# OBJECTIVE
Print every one of the following records without changing a word.

# DATA ROWS
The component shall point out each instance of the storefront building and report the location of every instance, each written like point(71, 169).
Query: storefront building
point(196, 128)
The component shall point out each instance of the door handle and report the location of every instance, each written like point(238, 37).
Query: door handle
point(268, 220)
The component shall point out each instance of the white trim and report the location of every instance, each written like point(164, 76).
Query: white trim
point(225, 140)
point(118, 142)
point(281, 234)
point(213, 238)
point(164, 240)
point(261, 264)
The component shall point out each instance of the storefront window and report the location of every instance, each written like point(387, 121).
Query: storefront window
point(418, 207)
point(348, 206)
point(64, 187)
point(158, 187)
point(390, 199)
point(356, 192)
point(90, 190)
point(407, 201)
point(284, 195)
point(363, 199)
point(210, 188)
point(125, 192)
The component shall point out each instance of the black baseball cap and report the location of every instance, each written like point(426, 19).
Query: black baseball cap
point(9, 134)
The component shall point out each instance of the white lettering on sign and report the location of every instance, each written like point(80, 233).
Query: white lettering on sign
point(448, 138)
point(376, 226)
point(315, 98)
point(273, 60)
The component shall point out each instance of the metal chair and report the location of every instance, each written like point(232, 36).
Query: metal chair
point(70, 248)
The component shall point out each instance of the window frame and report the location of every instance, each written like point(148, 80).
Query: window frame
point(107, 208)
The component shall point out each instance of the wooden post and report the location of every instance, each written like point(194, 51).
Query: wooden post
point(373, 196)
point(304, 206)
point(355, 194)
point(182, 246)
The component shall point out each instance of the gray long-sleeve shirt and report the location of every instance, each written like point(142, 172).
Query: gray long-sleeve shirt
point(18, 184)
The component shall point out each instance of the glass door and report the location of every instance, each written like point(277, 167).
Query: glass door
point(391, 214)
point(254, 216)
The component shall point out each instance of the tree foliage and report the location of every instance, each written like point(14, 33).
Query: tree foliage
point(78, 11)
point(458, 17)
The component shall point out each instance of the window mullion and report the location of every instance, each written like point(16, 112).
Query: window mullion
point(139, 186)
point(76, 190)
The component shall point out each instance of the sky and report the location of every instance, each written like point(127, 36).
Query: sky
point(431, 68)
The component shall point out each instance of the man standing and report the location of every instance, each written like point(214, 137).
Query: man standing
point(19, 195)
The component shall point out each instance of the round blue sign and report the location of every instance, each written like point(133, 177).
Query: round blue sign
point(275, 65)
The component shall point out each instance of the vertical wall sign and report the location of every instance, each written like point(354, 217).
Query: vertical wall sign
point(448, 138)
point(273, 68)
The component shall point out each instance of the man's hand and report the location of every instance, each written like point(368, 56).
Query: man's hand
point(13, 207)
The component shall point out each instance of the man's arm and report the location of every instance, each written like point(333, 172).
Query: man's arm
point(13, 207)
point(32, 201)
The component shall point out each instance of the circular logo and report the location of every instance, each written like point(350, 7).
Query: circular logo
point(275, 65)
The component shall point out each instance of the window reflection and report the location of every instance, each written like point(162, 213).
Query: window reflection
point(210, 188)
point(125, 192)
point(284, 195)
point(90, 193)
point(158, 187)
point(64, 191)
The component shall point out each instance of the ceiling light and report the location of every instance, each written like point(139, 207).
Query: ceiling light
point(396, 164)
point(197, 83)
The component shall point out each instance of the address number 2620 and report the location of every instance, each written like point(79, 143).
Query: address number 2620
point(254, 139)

# TASK OUTPUT
The component shall point out each instance of the storefront building and report the location of every instance, each written like point(71, 169).
Query: storefront building
point(196, 128)
The component shall point out each instance of the door handle and report the location of every instance, each written like point(238, 37).
Query: door handle
point(268, 220)
The component shall point out each instance of the white trim and report the location of every instance, each written like point(164, 76).
Query: white trim
point(225, 140)
point(118, 142)
point(281, 234)
point(213, 238)
point(164, 240)
point(261, 264)
The component shall point out each instance of the storefront window and report the location of every instance, each written like point(387, 121).
Query: storefront window
point(418, 207)
point(348, 206)
point(64, 187)
point(158, 187)
point(390, 199)
point(356, 192)
point(90, 190)
point(407, 201)
point(284, 195)
point(363, 199)
point(210, 188)
point(125, 192)
The component shall point out each instance of the black baseball cap and report the location of every instance, each written like point(426, 19).
Query: black baseball cap
point(9, 134)
The component shall point out each instance of the white lettering on sign and report the location of every instance, each written like point(80, 233).
Query: white lettering on sign
point(448, 138)
point(376, 226)
point(315, 98)
point(273, 60)
The component shall point out each instance of the metal chair and report the location of every instance, each written like point(232, 36).
Query: metal chair
point(70, 248)
The component shall point out each instance of the window frame and report the location of every instance, each written like point(148, 80).
Query: window frame
point(107, 208)
The component shall point out each instance of the wooden post and report the location of every instance, each written like point(194, 51).
Query: wooden post
point(373, 196)
point(304, 206)
point(355, 194)
point(182, 246)
The component shall point out each instance of the gray long-sleeve shirt and report the location of every instance, each written like point(142, 172).
Query: gray long-sleeve shirt
point(18, 184)
The component shall point out each instance of the glass door and report the location of every instance, each written like point(277, 167).
Query: glass door
point(391, 214)
point(254, 216)
The component shall point out each instance of the tree foliage and report the location of every instance, each written like point(14, 33).
Query: tree foliage
point(78, 11)
point(458, 17)
The component shall point out each instance of the window mullion and report the location of every instance, each written like point(16, 112).
Query: window mullion
point(139, 186)
point(76, 190)
The component shall point out each instance of the sky and report the location of every instance, each written like point(127, 36).
Query: sky
point(431, 68)
The component shall point out each instance of the man standing and report the location of every instance, each written like point(214, 137).
Query: man standing
point(19, 195)
The component shall point out each instance of the round blue sign and report the location of every instance, each written like point(133, 177).
Query: round blue sign
point(275, 65)
The component shall point out each instance of the vertical wall sign and report the location of every instance, each written like point(354, 217).
Query: vertical wall sign
point(448, 138)
point(273, 68)
The component shall point out each instance of the man's hand and report the location of every instance, each written like point(368, 56).
Query: man's hand
point(13, 207)
The component shall point out each instance of the man's arm and report the location of every instance, each written like point(333, 172).
Query: man's arm
point(13, 207)
point(32, 201)
The component shall point out each instance of the circular logo and report the location of every instance, each written like point(350, 7).
Query: circular logo
point(275, 65)
The component shall point out each instance of the window reflection and report the location of every instance, each written like point(162, 213).
Query: window reflection
point(210, 188)
point(125, 192)
point(284, 195)
point(90, 193)
point(158, 187)
point(64, 191)
The component shall point out each instance of the ceiling light and report the location of every instance, each written like point(139, 207).
Query: ceiling light
point(396, 164)
point(197, 83)
The component shall point out each instance of the address number 2620 and report the location of every instance, each written like point(79, 143).
Query: address number 2620
point(254, 139)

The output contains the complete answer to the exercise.